[START DOCUMENT EXCERPT]

Eisgruber also discussed the newly relocated Dinky station set to open on Nov. 17. Lempert said that some residents are concerned that the Dinky's new location, 460 feet south of its original platform, will reduce ridership by extending the average commuter's walk to the station and asked Eisgruber how he thought the University and the town could repair the difficulties brought on by the move.

Eisgruber said he regretted the disruptions caused by the project and said the University was committed to making the Dinky commute as practical as possible in the interest of all parties involved.

“I think that there are going to be advantages to the new configuration for those of us who travel to the Dinky station on foot,” Eisgruber said, noting the close proximity of the Wawa convenience store and the negligible impact of the station’s relocation.

“I think it can be spun one way,“ Councilwoman Jenny Crumiller said in response to Eisgruber’s remarks. “How would it possibly help ridership to move [the Dinky] further away?”

Eisgruber said the Arts and Transit Neighborhood's overall effect is overwhelmingly favorable, and that the new station’s impact on transit could be more accurately determined in the coming years.

However, he said he hopes the University will be able to be more cognizant of various sensitivities related to projects of a similar nature in the future.

Council President Bernie Miller said the new station is an opportunity for the town and the University to work together and encourage people to make use of the new facilities.

Both Eisgruber and Lempert said they looked forward to further communication and collaboration between the town and the University.

“It doesn’t always have to be Kumbaya,” Lempert said in her closing remarks, prompting laughter from the crowd.

[END DOCUMENT EXCERPT]

| REQUIRED TASK 1 |
Repeat the Dinky station article from "Eisgruber said he" up to and including "the station’s relocation.", substituting "inconveniences" for "disruptions".
| REQUIRED TASK 2 |
Count the lines of the rows below that contain the string "gray" and reply with the number alone.

[START SUPPLIED INFORMATION]

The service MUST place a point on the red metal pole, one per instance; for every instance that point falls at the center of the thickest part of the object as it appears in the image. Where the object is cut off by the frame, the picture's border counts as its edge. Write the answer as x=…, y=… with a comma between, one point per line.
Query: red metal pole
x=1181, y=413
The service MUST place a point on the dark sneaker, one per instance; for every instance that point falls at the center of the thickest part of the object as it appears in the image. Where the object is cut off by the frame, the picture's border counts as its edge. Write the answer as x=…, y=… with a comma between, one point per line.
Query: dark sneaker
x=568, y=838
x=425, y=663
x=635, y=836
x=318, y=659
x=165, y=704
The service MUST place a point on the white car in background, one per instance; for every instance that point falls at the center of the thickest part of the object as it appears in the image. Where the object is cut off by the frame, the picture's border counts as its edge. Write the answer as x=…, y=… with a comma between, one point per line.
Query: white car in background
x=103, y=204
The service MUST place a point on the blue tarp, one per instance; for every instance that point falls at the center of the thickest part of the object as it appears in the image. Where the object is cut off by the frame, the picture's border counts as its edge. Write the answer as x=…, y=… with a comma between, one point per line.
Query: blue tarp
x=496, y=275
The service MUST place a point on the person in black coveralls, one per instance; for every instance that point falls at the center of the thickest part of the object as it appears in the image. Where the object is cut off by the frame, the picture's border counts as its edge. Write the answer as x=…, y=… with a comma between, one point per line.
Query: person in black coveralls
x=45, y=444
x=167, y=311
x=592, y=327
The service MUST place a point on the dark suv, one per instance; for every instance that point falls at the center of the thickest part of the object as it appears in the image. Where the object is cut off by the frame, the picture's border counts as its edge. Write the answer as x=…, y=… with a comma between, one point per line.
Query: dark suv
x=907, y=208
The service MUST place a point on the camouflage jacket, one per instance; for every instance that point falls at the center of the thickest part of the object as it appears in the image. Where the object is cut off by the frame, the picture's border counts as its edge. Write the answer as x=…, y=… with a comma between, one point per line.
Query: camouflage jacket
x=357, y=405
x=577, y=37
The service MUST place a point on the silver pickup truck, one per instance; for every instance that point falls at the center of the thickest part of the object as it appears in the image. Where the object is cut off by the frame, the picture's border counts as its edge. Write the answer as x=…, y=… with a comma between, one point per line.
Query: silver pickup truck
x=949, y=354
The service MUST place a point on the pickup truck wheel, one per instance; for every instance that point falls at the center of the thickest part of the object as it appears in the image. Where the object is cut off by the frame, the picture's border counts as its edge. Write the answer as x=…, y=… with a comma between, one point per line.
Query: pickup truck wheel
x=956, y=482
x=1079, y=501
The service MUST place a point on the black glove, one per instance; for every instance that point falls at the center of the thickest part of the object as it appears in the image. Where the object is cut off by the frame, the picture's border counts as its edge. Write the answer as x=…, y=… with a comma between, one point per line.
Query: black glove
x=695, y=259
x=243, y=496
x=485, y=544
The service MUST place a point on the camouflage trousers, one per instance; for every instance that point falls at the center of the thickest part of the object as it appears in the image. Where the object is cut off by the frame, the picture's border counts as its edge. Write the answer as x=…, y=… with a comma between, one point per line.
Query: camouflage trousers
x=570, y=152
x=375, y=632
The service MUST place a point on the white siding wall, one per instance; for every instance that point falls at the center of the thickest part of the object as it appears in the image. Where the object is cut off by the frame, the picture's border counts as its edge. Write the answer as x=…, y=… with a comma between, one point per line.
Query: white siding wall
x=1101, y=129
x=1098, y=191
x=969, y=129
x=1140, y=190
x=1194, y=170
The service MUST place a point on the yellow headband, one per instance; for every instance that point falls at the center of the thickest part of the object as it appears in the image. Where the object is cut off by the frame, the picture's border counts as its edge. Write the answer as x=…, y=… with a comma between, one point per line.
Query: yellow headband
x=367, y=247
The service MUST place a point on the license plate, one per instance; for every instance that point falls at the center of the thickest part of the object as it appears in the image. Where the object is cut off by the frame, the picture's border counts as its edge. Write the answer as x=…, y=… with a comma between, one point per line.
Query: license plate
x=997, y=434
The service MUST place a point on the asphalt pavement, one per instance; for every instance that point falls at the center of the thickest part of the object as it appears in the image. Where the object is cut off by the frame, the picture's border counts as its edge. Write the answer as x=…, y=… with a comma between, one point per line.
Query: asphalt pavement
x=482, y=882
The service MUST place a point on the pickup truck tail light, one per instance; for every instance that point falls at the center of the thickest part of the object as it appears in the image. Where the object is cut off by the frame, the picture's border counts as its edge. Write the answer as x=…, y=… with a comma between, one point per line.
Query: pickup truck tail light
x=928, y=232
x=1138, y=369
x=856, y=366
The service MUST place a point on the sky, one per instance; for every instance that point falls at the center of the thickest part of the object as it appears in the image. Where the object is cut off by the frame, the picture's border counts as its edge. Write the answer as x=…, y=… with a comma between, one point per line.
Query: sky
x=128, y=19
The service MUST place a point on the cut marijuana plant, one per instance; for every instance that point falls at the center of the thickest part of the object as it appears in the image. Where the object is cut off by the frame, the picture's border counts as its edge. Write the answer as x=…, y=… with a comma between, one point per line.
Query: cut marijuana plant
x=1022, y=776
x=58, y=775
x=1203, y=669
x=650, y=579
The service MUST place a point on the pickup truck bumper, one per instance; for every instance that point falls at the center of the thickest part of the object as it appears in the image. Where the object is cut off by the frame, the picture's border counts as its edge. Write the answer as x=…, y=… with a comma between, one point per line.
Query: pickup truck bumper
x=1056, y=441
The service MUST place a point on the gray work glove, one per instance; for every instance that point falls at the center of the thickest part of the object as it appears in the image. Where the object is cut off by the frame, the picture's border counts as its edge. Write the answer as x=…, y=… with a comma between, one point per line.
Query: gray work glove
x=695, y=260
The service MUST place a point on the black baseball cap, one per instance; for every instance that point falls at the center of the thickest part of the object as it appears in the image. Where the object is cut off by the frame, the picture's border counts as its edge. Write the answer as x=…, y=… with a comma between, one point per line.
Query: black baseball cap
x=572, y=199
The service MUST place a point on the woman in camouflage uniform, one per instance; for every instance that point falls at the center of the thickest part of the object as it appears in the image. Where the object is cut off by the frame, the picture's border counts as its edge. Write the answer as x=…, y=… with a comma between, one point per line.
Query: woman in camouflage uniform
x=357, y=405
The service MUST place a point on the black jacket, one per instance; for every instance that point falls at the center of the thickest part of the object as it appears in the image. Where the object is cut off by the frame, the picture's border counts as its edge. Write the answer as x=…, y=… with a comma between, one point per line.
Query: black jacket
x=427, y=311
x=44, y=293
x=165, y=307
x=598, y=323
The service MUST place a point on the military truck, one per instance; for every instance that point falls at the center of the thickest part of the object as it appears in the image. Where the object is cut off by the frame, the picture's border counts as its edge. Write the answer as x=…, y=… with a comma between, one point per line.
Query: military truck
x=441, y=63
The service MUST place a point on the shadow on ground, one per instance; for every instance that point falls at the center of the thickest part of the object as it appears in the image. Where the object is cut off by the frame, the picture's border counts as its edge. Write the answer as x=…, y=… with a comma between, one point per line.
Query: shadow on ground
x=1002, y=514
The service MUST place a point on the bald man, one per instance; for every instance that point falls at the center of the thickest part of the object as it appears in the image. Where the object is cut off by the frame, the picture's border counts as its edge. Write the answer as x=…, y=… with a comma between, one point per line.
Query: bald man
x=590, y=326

[END SUPPLIED INFORMATION]

| REPLY 1 |
Eisgruber said he regretted the inconveniences caused by the project and said the University was committed to making the Dinky commute as practical as possible in the interest of all parties involved.

“I think that there are going to be advantages to the new configuration for those of us who travel to the Dinky station on foot,” Eisgruber said, noting the close proximity of the Wawa convenience store and the negligible impact of the station’s relocation.

| REPLY 2 |
2